THE TASK - Pull out every line of the entries below that contains the word "stucco", treating uppercase and lowercase as different.

++++ INPUT ROWS

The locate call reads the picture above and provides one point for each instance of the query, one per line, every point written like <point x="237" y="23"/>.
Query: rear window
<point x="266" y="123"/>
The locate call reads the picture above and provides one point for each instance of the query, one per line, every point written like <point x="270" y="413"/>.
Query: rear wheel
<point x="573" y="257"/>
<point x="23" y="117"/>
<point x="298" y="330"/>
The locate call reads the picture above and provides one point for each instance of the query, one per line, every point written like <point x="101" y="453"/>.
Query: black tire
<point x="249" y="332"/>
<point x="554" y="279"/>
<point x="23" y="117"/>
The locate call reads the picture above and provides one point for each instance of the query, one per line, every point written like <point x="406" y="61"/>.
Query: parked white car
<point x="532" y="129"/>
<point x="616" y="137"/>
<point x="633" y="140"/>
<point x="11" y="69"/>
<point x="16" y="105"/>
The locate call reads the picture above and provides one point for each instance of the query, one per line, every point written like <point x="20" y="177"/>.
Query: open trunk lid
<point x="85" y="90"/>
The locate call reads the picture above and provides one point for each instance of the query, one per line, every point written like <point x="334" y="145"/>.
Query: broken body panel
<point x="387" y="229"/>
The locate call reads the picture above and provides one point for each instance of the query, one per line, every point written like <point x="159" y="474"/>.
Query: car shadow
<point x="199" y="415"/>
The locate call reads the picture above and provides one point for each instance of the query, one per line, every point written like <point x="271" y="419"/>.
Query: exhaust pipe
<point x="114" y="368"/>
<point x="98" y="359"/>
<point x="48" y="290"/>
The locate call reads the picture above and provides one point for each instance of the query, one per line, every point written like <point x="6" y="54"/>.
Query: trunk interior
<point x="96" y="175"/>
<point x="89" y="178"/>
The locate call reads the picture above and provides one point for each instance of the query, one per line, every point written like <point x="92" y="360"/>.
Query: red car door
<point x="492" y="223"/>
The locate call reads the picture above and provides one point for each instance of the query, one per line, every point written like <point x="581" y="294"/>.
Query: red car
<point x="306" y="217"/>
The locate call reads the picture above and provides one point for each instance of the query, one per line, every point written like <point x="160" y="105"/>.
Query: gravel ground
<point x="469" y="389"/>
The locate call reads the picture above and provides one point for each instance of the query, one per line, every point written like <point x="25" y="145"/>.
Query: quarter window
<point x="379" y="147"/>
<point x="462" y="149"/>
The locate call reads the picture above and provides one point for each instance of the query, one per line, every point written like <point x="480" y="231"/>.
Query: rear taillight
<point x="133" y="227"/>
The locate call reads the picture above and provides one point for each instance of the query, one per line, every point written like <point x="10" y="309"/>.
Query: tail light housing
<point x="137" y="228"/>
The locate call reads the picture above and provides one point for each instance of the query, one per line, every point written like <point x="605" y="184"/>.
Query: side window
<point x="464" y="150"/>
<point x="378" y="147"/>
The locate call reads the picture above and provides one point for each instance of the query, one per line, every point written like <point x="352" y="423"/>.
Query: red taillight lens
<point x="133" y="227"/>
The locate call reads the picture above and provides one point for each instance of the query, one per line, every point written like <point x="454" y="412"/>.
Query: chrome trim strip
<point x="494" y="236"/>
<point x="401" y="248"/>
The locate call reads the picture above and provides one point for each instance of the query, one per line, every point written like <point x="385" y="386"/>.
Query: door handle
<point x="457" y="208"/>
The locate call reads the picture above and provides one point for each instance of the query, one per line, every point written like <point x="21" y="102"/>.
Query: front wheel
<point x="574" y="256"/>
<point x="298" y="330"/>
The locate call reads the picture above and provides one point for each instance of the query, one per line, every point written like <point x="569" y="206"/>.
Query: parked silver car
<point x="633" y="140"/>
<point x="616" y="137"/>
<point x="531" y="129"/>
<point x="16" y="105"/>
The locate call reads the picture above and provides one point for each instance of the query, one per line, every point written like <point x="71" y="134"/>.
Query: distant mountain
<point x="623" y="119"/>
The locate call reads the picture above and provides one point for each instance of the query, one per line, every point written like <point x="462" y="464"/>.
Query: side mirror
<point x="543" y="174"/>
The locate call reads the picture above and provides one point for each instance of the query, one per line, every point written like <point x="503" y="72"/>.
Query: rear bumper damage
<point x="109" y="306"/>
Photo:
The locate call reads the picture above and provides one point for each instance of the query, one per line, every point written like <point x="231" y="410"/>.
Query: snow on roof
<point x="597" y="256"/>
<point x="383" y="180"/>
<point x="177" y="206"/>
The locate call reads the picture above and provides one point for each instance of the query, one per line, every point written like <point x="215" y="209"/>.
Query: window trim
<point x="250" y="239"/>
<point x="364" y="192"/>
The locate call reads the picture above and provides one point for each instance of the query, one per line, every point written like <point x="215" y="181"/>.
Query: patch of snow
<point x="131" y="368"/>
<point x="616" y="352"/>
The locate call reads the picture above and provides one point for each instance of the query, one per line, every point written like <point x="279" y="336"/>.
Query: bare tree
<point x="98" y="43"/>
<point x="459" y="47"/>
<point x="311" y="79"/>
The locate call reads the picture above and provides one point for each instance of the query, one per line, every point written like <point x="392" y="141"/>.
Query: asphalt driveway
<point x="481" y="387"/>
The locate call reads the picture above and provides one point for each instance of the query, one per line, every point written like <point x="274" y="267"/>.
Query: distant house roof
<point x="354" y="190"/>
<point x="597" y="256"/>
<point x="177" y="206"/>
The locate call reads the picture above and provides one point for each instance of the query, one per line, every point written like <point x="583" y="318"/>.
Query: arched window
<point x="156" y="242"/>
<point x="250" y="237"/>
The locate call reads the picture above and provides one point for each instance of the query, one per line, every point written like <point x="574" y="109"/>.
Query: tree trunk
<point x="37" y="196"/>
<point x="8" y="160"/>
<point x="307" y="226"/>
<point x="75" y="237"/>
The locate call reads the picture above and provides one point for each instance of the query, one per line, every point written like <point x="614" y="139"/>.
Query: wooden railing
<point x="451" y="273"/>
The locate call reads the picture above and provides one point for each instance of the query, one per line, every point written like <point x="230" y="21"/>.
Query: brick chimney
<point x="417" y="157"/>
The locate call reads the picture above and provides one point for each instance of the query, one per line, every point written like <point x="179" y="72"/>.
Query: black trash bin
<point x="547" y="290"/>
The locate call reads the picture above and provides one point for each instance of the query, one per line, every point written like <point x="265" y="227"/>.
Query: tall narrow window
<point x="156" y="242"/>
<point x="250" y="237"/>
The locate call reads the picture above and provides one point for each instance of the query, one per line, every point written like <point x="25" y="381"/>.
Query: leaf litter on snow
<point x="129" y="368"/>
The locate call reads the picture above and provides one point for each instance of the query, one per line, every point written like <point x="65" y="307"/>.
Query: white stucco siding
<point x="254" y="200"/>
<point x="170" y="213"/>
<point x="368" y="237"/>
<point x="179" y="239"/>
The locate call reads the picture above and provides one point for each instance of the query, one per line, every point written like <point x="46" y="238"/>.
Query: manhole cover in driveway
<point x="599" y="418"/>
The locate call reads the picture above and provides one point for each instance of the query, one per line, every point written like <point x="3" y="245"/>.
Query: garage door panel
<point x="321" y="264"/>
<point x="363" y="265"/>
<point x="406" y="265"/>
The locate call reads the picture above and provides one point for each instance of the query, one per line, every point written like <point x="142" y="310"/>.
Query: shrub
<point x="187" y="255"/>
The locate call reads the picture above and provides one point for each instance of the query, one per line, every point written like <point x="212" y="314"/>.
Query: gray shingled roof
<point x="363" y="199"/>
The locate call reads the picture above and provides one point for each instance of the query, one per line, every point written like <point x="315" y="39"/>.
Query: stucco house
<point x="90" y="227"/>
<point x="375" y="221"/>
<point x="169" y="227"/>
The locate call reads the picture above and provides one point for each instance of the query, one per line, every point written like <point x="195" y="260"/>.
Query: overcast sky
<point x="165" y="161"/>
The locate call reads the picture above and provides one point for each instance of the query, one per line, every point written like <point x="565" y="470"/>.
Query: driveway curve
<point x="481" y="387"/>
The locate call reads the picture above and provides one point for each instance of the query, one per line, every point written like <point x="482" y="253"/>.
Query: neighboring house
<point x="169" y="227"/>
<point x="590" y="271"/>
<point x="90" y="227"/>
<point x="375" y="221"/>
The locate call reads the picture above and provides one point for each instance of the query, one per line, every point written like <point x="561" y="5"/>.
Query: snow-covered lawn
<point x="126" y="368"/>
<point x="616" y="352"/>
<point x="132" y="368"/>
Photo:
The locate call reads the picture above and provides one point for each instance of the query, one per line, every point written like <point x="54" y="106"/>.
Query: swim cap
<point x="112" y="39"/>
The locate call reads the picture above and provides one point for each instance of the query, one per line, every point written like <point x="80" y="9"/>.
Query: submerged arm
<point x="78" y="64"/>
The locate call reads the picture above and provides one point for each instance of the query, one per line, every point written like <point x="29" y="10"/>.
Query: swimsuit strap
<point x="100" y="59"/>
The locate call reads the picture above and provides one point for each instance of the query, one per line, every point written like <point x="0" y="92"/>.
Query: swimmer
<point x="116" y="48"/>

++++++++

EXERCISE RESPONSE -
Query: white stucco siding
Query: stucco house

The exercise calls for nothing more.